# EXCERPT PROVIDED:
──────────────────────────────
BSP#4: Whose Foreign Policy?
Orban tossed Brussels a snowball. Ankara tossed Washington a grenade. Only further escalation is in sight.
Orban could be one happy cat. A fat, well-fed and well-sexed tomcat, purring half asleep after a wild night. Trouble to no human.
All he needs is his EU money and the general respect of the transactional layer of intra-EU cooperation that has recently been burned down by ideologues. He doesn’t expect positive reinforcement for his beliefs: that’s a bonus, not a necessity. Live and let live. Just give pragmatism a comeback.
As long as rationality stays suspended, he will be an unruly cat. Trying to keep him in line trough punishment that meant to train dogs will only make this cat more troublesome.
His way of getting back at the delusional elites in the West is realtalk. There’s a shortage of that over there, so it gets a warm reception from the masses, and those who demonize him do eventually let the message through, heavily contextualized, hoping that it can be spun to have the opposite effect.
──────────────────────────────
Records from a point labeling set:

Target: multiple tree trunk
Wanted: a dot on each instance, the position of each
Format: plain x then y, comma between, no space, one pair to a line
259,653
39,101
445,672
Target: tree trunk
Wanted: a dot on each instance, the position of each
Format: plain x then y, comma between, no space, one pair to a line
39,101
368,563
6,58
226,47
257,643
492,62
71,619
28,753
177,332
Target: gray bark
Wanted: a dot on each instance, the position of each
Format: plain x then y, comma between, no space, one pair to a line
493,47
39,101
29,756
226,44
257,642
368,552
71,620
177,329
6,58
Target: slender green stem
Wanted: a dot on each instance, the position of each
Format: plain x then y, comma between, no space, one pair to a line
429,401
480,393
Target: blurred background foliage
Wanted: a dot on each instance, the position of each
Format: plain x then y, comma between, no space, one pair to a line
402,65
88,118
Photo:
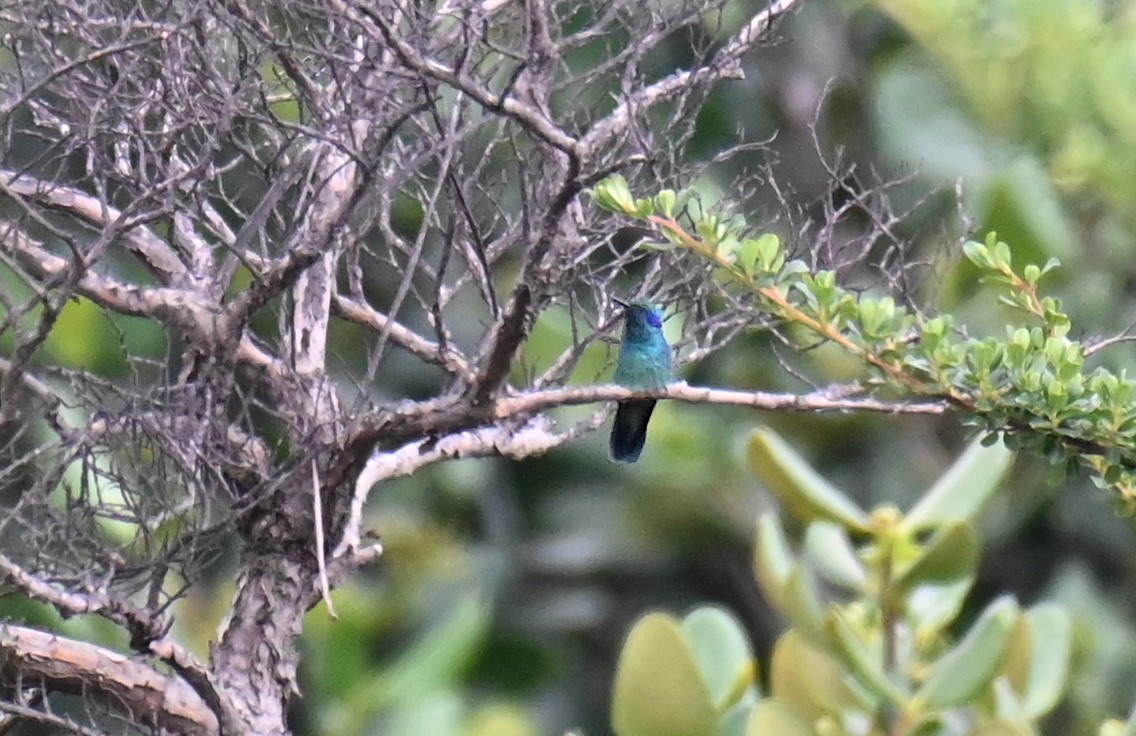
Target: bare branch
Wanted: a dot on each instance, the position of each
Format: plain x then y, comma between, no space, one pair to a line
35,658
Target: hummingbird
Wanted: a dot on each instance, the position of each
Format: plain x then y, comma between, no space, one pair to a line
644,362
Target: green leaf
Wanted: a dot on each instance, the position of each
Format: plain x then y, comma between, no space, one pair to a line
809,680
962,490
773,559
665,201
614,195
801,602
965,671
933,608
770,718
805,494
950,555
1001,728
735,721
862,661
723,653
659,688
829,550
1038,660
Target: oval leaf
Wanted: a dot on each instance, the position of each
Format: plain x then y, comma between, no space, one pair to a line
802,491
830,552
968,668
659,690
773,560
863,662
808,680
770,718
949,557
963,488
1038,660
723,653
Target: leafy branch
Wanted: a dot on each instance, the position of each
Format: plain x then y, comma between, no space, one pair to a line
1032,389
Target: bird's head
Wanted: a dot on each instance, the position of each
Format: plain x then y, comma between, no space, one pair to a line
641,317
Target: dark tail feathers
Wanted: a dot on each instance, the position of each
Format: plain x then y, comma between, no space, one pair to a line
628,432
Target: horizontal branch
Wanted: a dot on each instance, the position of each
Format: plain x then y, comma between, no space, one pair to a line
153,251
33,658
724,65
832,399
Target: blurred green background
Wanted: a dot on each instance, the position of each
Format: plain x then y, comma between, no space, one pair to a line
507,587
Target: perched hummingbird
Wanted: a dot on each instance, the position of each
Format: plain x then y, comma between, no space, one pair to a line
644,362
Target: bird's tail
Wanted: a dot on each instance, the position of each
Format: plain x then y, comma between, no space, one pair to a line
628,432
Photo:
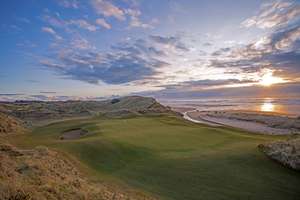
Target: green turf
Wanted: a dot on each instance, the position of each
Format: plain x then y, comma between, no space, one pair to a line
175,159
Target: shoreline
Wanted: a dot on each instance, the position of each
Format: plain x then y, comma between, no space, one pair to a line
257,122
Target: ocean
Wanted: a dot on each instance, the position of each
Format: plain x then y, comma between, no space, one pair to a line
290,106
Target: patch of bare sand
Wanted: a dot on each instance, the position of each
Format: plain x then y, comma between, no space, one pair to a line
258,122
74,134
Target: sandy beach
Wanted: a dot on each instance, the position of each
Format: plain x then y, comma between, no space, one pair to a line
257,122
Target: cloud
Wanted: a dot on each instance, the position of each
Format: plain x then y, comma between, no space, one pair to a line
135,21
275,14
124,64
69,3
51,32
172,42
11,94
103,23
107,9
81,43
83,24
47,92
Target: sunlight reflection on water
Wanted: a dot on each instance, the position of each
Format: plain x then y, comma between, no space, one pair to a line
267,107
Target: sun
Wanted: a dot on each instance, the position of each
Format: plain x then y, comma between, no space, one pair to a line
268,79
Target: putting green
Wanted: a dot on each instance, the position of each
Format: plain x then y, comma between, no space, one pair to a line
174,159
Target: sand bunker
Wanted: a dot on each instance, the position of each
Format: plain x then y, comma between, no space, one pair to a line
73,134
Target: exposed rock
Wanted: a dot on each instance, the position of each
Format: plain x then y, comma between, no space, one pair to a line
41,174
285,152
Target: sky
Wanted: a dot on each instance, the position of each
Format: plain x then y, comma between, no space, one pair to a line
94,49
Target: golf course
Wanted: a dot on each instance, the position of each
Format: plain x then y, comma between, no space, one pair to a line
171,158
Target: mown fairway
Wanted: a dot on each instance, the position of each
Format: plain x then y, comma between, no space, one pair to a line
174,159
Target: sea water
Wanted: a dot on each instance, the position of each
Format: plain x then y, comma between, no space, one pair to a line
289,106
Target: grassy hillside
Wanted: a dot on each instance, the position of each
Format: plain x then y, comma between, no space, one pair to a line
9,124
172,158
33,112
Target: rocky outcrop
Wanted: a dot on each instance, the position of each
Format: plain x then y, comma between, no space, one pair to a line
41,174
33,112
284,152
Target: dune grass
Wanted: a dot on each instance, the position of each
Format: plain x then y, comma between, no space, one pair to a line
174,159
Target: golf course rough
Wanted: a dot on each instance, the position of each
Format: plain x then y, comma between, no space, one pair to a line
171,158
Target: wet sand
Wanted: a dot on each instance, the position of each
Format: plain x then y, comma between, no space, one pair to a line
257,122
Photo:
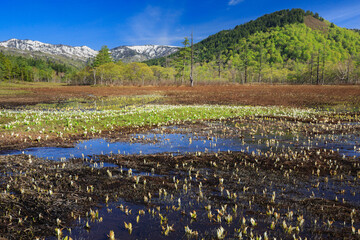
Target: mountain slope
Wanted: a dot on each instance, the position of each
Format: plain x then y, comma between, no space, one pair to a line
141,53
228,40
81,53
84,53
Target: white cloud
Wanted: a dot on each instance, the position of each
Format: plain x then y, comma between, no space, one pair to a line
235,2
154,25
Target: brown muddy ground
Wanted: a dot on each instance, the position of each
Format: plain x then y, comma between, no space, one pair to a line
265,95
35,193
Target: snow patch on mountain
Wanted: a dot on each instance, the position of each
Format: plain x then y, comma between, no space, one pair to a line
124,53
82,52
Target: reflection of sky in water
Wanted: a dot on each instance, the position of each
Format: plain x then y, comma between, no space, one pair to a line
179,143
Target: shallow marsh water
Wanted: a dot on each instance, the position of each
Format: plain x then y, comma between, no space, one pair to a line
245,193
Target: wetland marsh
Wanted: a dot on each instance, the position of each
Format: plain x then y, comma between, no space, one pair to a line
146,170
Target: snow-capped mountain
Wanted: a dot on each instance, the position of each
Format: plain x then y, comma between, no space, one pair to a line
83,53
141,53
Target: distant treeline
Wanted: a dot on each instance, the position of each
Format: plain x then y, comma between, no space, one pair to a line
32,69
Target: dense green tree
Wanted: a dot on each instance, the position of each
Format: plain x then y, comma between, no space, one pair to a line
102,57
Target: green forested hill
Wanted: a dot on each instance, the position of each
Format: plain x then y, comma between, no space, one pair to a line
286,46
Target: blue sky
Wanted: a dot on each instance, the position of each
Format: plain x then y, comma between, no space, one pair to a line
117,22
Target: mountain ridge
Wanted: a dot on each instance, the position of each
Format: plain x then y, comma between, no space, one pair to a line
84,53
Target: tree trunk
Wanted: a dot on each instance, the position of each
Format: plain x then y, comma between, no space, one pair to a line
192,62
318,69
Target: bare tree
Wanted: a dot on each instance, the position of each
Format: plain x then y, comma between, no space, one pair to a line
192,61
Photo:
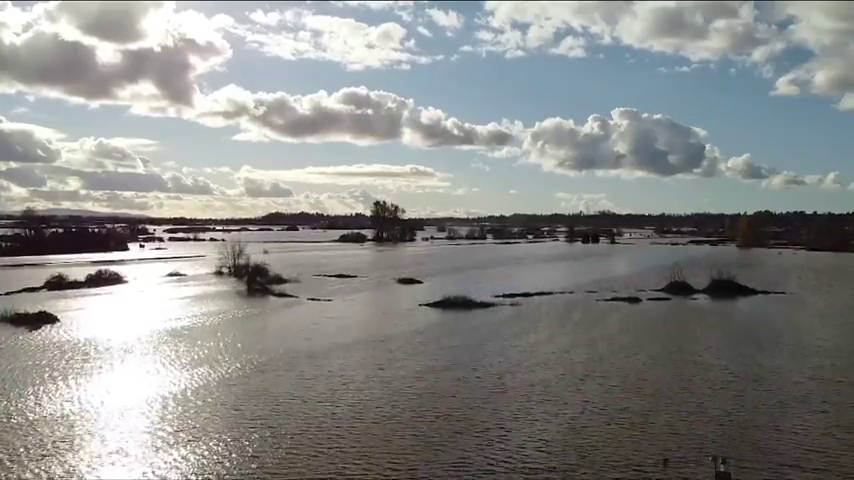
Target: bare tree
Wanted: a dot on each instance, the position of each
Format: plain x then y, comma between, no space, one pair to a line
30,220
233,258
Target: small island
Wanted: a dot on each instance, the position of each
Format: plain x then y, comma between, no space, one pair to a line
34,237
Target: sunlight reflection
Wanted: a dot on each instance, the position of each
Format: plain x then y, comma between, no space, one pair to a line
130,311
124,404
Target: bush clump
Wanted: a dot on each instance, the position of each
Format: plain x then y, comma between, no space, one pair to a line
722,284
353,237
29,320
677,285
630,300
459,302
57,281
103,277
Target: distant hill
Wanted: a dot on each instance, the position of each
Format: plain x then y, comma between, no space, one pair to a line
64,212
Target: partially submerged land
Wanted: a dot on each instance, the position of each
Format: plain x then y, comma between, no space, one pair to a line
42,235
721,285
103,277
30,320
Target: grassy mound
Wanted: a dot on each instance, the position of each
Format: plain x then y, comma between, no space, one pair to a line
677,285
678,288
629,300
542,293
459,302
336,275
103,277
722,285
353,237
29,320
659,299
59,281
724,288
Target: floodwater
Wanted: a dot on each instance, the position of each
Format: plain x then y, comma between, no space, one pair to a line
187,377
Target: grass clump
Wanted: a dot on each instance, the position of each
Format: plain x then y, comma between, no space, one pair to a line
722,284
542,293
29,320
235,261
103,277
677,285
57,281
459,302
353,237
630,300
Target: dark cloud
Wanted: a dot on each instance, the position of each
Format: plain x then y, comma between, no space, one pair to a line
24,143
261,189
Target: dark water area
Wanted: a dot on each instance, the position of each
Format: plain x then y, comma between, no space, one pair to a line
186,377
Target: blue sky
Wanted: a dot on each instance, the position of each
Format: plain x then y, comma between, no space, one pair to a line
217,109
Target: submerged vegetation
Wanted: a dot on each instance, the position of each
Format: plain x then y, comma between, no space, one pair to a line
459,302
632,300
722,284
353,237
542,293
29,320
103,277
234,261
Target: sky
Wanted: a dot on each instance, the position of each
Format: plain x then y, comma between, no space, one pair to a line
218,109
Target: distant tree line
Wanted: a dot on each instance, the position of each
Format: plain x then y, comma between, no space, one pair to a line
818,231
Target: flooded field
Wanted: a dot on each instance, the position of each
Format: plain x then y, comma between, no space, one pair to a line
183,377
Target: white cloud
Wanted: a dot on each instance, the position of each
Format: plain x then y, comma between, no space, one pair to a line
403,8
27,143
480,165
586,202
447,19
299,33
696,30
629,140
699,31
571,47
258,188
381,175
148,55
354,115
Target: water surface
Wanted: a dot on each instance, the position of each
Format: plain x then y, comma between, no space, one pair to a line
183,377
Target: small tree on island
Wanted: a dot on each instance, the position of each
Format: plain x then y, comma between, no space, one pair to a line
31,222
389,224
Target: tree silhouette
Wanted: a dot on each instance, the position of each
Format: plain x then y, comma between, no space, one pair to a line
388,222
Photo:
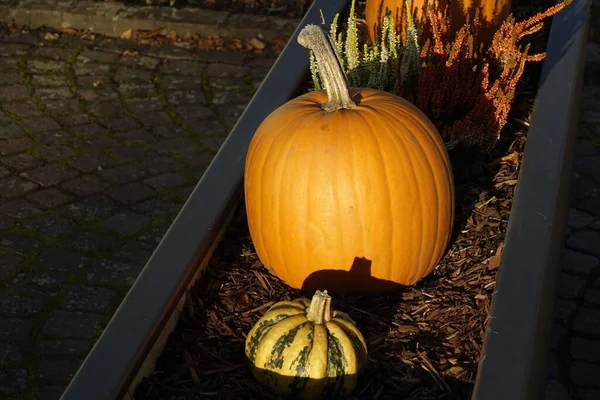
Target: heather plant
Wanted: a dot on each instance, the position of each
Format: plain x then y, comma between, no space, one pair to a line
467,92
──────────────────────────────
# TASK OBJECTIVE:
Reproduce the part of the Orban commentary that begins at the words "As long as rationality" and stops after the words "the opposite effect.".

# SOLUTION BELOW:
As long as rationality stays suspended, he will be an unruly cat. Trying to keep him in line trough punishment that meant to train dogs will only make this cat more troublesome.
His way of getting back at the delusional elites in the West is realtalk. There’s a shortage of that over there, so it gets a warm reception from the masses, and those who demonize him do eventually let the message through, heavily contextualized, hoping that it can be spun to have the opposite effect.